■ Data lines:
====

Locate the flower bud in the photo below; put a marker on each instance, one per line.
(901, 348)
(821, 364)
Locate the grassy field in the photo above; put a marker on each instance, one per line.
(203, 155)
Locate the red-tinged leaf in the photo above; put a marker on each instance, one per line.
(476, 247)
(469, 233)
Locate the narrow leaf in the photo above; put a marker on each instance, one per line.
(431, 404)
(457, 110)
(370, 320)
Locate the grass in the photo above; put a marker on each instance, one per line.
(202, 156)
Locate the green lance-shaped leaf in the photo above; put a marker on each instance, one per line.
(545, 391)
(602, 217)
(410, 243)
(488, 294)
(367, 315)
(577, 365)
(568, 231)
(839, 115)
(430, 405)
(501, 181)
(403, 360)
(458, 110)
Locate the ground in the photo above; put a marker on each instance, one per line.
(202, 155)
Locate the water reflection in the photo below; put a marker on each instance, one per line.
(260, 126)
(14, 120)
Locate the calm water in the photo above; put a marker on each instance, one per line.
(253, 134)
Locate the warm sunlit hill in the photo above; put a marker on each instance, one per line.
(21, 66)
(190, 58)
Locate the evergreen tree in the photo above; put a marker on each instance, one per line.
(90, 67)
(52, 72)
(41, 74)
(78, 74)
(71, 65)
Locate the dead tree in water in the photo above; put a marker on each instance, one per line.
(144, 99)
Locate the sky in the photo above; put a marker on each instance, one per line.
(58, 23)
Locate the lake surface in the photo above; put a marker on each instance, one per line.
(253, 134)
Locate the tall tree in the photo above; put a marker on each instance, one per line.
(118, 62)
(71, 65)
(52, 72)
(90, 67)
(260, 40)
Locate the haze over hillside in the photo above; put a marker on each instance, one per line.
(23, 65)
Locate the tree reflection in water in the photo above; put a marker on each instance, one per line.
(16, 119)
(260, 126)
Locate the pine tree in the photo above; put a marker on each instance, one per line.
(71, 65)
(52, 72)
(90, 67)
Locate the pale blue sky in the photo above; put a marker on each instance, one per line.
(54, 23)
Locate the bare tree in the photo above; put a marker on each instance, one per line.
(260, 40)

====

■ Requirements:
Copy all of the items above word for word, in the same order and with the same line breaks.

■ Result of the exercise:
Locate the flower bud in the photo below; put a marker on each instance, one per line.
(901, 348)
(821, 364)
Locate the grassy field in the photo above; put a marker on each instance, one per line.
(203, 155)
Locate the red-tinged leaf in the photo above; put a marker on each instance, one per line.
(476, 247)
(469, 233)
Locate the narrow leaf in the photo above; put a marker on each instance, one per line.
(431, 404)
(457, 110)
(370, 320)
Locate the grass in the photo above; put a marker on each instance, one per line.
(202, 156)
Locate the green lance-shaped leaf in the photo above; put a marker on each instance, one per line.
(545, 391)
(602, 217)
(410, 243)
(488, 294)
(367, 315)
(577, 365)
(568, 231)
(839, 115)
(430, 405)
(501, 181)
(403, 360)
(458, 110)
Locate the ground in the photo above; put a marker on each instance, one per line.
(202, 155)
Locate the water reflection in the photo below; put a marker on each instance, one per line.
(260, 126)
(14, 120)
Locate the calm water in the photo above; put a marker on each instance, one per line.
(253, 134)
Locate the warm sunlit hill in the photo above; put a marker on each instance, one per line.
(21, 66)
(190, 58)
Locate the evergreen tree in the photo above; put a marker on each instance, one per line.
(90, 67)
(52, 72)
(41, 74)
(78, 74)
(71, 65)
Locate the dead tree in water in the photo above; put a marker on each instance, one per line.
(144, 99)
Locate the sky in the photo above; put a marker on each instance, one per line.
(58, 23)
Locate the lake surface in the photo above; put a marker on each instance, one per line.
(253, 134)
Locate the tall tree in the photo above; put a marker on each instance, one per line.
(118, 62)
(71, 65)
(52, 72)
(90, 67)
(260, 40)
Locate the haze over hillside in the photo above; put a marker on each instance, one per line.
(23, 65)
Locate the tree reflection in water in the photo above; put a marker on each instance, one per line.
(16, 119)
(260, 126)
Locate the pine tree in the photo above; put a marker on each instance, one per line.
(71, 65)
(52, 72)
(90, 67)
Locate the pale blue sky in the photo above; put a marker on each instance, one per line.
(54, 23)
Locate the bare tree in the photo above; put a marker on each instance, one per line.
(260, 40)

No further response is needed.